──────── Exercise data

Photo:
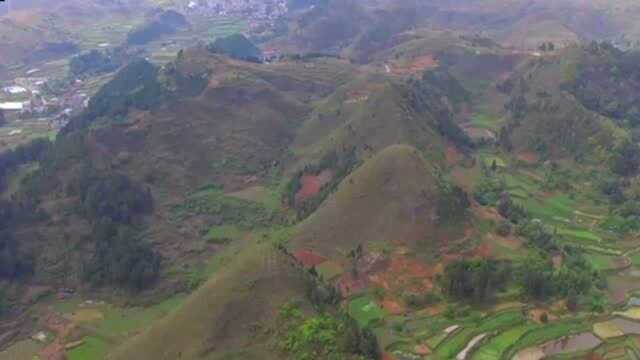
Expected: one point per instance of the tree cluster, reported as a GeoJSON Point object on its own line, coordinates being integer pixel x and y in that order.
{"type": "Point", "coordinates": [475, 280]}
{"type": "Point", "coordinates": [121, 258]}
{"type": "Point", "coordinates": [236, 46]}
{"type": "Point", "coordinates": [167, 22]}
{"type": "Point", "coordinates": [96, 62]}
{"type": "Point", "coordinates": [112, 196]}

────────────────

Write out every entry again word for word, without any of the pictures.

Photo:
Expected: one point per instance of the tree cluster, reported as a GeoJSON Point object on its own line, coordinates being integer pixel x and y in that order.
{"type": "Point", "coordinates": [475, 280]}
{"type": "Point", "coordinates": [121, 258]}
{"type": "Point", "coordinates": [236, 46]}
{"type": "Point", "coordinates": [167, 22]}
{"type": "Point", "coordinates": [96, 62]}
{"type": "Point", "coordinates": [112, 196]}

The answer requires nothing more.